◆ **Goal**: Rewrite the lines of the records below, from the line containing "mark the white inflatable" through the end of the records, inclusive, keeping every request line. Multiply each point coordinate by 1.4 and round it to a whole number, with halves rounded up.

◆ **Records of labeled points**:
'''

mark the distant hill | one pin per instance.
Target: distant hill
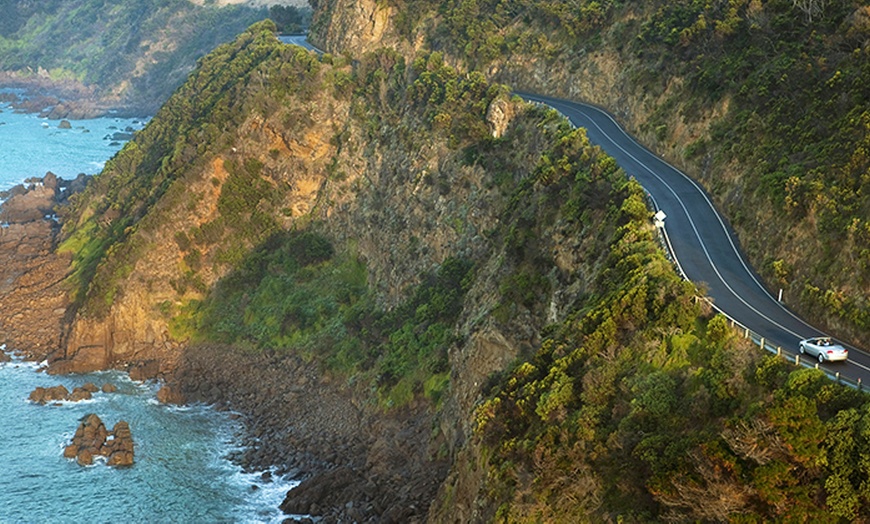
(128, 54)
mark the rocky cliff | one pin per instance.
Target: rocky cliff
(433, 302)
(695, 84)
(408, 228)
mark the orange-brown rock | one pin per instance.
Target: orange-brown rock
(42, 395)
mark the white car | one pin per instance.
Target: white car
(824, 348)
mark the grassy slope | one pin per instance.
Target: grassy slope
(630, 404)
(787, 156)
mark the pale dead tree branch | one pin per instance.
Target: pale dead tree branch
(756, 440)
(711, 495)
(810, 8)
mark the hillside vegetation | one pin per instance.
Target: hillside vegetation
(766, 102)
(136, 53)
(443, 250)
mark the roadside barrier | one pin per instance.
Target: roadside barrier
(793, 357)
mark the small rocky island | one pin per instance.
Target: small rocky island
(43, 396)
(93, 440)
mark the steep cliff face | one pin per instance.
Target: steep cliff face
(694, 83)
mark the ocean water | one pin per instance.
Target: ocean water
(182, 471)
(30, 146)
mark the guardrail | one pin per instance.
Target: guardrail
(794, 358)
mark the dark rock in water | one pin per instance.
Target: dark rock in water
(119, 136)
(170, 394)
(79, 394)
(92, 439)
(50, 181)
(42, 395)
(144, 370)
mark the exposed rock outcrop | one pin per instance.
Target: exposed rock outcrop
(32, 272)
(42, 395)
(93, 440)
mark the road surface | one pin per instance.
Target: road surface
(702, 242)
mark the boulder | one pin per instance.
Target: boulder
(170, 394)
(93, 439)
(42, 395)
(144, 370)
(79, 394)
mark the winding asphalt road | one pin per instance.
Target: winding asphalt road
(703, 244)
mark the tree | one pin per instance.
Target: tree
(810, 8)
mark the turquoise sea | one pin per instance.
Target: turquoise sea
(182, 471)
(30, 146)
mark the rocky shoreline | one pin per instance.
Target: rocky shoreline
(356, 462)
(62, 99)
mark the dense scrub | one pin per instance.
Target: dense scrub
(626, 401)
(638, 408)
(143, 49)
(786, 82)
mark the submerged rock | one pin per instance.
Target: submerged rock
(92, 440)
(169, 394)
(42, 395)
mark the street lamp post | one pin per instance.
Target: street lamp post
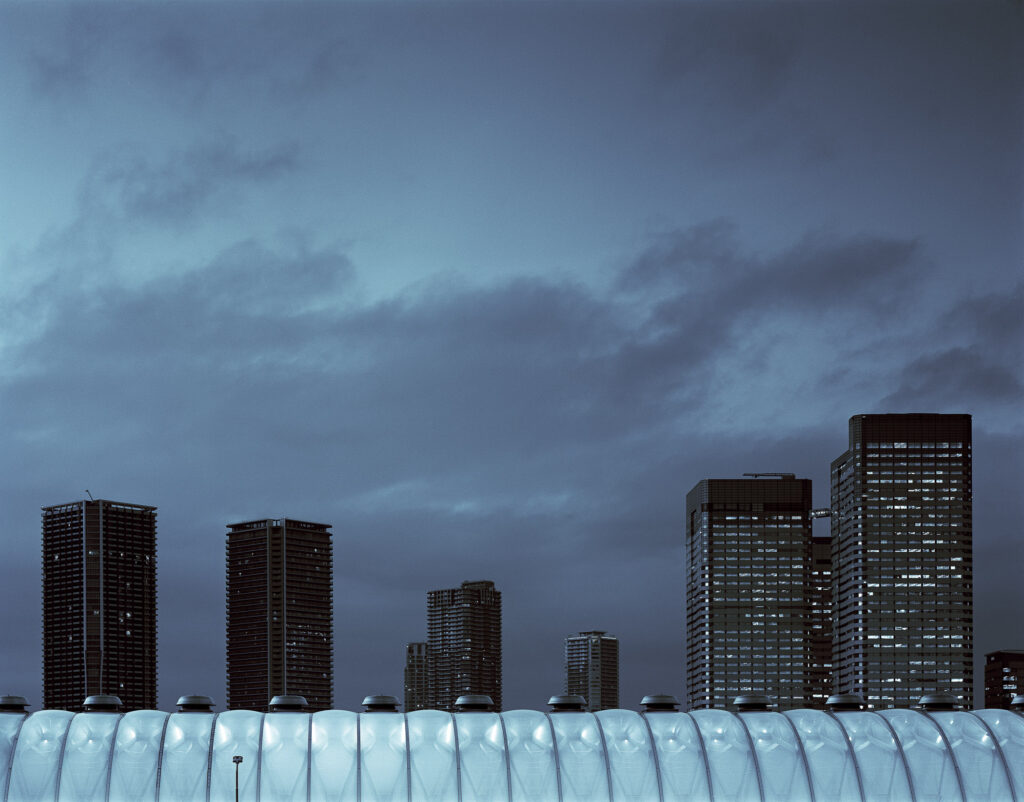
(238, 761)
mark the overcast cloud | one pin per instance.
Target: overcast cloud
(489, 289)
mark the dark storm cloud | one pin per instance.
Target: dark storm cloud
(68, 67)
(179, 185)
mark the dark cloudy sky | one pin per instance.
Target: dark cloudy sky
(489, 288)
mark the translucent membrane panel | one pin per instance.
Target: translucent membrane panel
(34, 774)
(335, 757)
(482, 761)
(680, 757)
(883, 771)
(981, 768)
(237, 732)
(531, 756)
(136, 755)
(930, 762)
(10, 723)
(1009, 729)
(834, 774)
(87, 755)
(780, 760)
(431, 744)
(382, 754)
(581, 757)
(285, 757)
(631, 756)
(733, 772)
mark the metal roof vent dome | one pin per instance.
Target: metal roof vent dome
(474, 703)
(380, 703)
(839, 702)
(102, 703)
(11, 704)
(567, 704)
(940, 701)
(288, 703)
(659, 703)
(753, 703)
(195, 703)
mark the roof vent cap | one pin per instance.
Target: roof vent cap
(380, 703)
(941, 701)
(10, 704)
(288, 703)
(474, 703)
(569, 703)
(195, 703)
(753, 703)
(659, 703)
(102, 703)
(839, 702)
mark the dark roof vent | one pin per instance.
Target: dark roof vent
(13, 704)
(753, 703)
(195, 703)
(567, 704)
(102, 703)
(939, 702)
(659, 703)
(288, 703)
(474, 703)
(380, 704)
(838, 702)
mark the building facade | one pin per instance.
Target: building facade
(902, 572)
(750, 594)
(592, 669)
(99, 603)
(280, 613)
(464, 643)
(1004, 677)
(417, 677)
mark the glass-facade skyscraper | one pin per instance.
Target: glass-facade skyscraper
(464, 643)
(280, 613)
(592, 669)
(902, 574)
(99, 603)
(751, 592)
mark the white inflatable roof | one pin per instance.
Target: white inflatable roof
(519, 756)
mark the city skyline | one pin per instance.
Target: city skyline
(489, 287)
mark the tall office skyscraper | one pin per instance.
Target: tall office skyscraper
(592, 669)
(902, 576)
(750, 591)
(417, 677)
(1004, 677)
(99, 603)
(280, 613)
(464, 643)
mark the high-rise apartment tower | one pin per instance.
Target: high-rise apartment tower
(280, 613)
(99, 603)
(417, 677)
(750, 591)
(1004, 677)
(902, 574)
(464, 643)
(592, 669)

'''

◆ **Written answer**:
mark the white inflatable roof | one pin per instance.
Target: white inflatable roof
(727, 1058)
mark the city skyline | one pin per instance.
Target: city skyline
(685, 402)
mark the tall office skyscraper | one pin per instance.
Target: tall office skyscraper
(829, 937)
(1263, 806)
(1050, 827)
(584, 948)
(1406, 948)
(139, 844)
(392, 858)
(650, 900)
mark the high-rise apartment tower | one pin per instance.
Target: high-rise apartment tower
(392, 858)
(139, 844)
(584, 948)
(1050, 827)
(1406, 948)
(1263, 804)
(650, 900)
(829, 937)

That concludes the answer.